* [Do this] Copy out the lines below from the one containing "Target: whole lemon" through the last line, keeping every line in order. Add 32 to each coordinate in the answer points.

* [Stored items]
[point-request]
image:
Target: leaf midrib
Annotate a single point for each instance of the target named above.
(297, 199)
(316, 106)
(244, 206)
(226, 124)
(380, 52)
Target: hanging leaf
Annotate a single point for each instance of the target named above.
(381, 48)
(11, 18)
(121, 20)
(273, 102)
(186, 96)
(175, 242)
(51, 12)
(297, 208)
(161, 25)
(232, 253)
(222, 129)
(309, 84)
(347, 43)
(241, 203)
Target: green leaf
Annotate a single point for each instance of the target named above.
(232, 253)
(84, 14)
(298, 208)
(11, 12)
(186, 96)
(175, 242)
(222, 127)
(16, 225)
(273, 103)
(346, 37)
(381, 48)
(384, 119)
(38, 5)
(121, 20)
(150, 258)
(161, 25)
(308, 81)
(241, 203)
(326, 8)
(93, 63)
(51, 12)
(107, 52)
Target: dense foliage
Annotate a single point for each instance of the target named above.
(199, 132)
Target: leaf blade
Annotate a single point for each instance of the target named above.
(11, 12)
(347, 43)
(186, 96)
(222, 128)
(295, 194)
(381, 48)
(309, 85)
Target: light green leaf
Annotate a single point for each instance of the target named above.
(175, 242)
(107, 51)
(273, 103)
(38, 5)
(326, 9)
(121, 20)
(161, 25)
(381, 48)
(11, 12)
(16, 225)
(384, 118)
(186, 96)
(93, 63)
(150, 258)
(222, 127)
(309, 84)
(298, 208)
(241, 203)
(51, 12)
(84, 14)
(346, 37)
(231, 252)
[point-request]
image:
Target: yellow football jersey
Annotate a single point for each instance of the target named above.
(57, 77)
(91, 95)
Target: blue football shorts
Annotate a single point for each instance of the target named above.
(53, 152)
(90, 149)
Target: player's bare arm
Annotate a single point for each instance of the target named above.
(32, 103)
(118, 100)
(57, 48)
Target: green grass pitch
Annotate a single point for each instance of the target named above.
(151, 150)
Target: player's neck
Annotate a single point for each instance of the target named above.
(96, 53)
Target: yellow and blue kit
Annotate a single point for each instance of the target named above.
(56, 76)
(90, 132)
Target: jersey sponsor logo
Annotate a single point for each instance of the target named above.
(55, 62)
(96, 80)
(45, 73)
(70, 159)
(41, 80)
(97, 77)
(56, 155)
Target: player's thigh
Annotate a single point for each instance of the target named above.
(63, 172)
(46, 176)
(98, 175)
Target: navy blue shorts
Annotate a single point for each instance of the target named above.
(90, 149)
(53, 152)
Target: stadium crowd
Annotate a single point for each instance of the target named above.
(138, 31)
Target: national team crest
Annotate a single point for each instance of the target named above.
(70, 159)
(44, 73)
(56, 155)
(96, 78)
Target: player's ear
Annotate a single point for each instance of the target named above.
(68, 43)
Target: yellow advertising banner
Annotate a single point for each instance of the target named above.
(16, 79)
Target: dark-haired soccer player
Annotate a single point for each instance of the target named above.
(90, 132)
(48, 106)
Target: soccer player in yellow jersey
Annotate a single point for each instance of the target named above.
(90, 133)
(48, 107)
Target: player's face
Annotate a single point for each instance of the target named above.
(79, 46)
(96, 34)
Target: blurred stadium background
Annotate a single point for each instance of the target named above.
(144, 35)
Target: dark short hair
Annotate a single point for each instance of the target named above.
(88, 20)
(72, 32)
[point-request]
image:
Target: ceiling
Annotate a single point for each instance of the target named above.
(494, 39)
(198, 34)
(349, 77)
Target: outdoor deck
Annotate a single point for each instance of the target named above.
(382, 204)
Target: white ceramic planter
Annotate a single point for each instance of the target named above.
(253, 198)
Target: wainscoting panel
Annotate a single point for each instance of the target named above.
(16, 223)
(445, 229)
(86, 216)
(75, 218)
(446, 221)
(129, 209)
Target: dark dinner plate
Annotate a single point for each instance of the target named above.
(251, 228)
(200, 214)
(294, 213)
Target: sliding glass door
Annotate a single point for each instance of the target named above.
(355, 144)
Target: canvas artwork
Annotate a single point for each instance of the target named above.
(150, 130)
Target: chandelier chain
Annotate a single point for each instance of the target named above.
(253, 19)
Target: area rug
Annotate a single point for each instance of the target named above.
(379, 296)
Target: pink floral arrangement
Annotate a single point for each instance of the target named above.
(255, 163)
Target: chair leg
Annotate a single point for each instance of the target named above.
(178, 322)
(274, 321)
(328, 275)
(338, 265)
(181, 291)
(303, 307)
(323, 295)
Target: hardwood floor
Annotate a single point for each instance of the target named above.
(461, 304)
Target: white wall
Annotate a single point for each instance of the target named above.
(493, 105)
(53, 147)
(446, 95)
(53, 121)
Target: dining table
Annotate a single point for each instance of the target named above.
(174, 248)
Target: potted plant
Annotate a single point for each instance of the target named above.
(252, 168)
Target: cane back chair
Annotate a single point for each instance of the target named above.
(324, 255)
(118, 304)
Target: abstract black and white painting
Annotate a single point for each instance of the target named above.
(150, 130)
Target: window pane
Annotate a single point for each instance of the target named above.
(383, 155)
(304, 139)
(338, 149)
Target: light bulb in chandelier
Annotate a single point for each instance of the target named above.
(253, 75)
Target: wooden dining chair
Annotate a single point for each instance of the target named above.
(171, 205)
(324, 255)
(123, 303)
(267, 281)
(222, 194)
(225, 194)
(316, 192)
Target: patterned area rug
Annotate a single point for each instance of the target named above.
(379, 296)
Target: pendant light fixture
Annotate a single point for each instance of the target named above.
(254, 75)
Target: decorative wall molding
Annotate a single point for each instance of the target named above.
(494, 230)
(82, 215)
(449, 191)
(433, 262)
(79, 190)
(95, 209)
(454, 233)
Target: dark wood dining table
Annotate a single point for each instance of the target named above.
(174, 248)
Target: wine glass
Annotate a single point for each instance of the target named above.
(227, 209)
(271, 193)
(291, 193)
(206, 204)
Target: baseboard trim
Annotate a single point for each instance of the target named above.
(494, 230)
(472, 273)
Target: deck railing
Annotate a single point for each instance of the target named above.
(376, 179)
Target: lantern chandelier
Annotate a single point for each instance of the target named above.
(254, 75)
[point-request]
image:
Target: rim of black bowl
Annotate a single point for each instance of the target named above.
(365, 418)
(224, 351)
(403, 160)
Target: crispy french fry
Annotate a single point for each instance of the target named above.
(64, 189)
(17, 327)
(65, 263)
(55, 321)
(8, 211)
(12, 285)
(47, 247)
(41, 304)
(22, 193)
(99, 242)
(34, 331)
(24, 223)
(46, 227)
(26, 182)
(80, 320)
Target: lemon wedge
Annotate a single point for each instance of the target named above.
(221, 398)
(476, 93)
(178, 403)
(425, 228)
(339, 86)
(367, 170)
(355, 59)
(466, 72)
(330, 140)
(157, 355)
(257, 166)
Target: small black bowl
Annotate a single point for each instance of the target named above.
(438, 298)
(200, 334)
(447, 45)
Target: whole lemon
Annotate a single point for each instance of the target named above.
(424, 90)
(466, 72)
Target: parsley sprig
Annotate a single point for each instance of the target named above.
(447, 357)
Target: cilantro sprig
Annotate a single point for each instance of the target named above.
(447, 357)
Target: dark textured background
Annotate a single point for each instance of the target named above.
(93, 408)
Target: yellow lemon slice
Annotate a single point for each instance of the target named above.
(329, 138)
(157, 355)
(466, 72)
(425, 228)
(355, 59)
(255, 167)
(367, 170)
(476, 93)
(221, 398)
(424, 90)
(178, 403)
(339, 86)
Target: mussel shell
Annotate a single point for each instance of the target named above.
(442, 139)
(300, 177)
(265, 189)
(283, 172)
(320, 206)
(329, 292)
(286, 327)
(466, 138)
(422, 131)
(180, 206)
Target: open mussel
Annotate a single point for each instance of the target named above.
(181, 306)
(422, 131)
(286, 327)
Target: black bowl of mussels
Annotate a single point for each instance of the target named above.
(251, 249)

* [Complete answer]
Target: whole lemon
Annotate a single point for each instance of the target named above.
(456, 122)
(498, 104)
Target: parsley sprig
Annotate a single point for each instance of the target named above.
(479, 389)
Target: cilantro sprig
Annotate a single point for each instance of the target named above.
(479, 389)
Target: dark textured background
Annotate a single point for each instance of the target named above.
(125, 440)
Target: yellow lemon slice
Annotate a single point for each instance of the target named above.
(361, 170)
(189, 387)
(498, 104)
(457, 260)
(387, 91)
(287, 199)
(399, 202)
(508, 125)
(253, 430)
(456, 122)
(210, 435)
(371, 118)
Target: mussel shell
Annotate a single point for each instance of the target named above.
(474, 171)
(332, 209)
(297, 221)
(315, 204)
(352, 238)
(361, 324)
(318, 359)
(498, 170)
(454, 163)
(212, 238)
Target: open mussel
Annotate a single point for each instance of the target named above.
(213, 338)
(454, 163)
(318, 359)
Target: black bowl of mussels
Annotate a single point for each instance of the target named above.
(283, 281)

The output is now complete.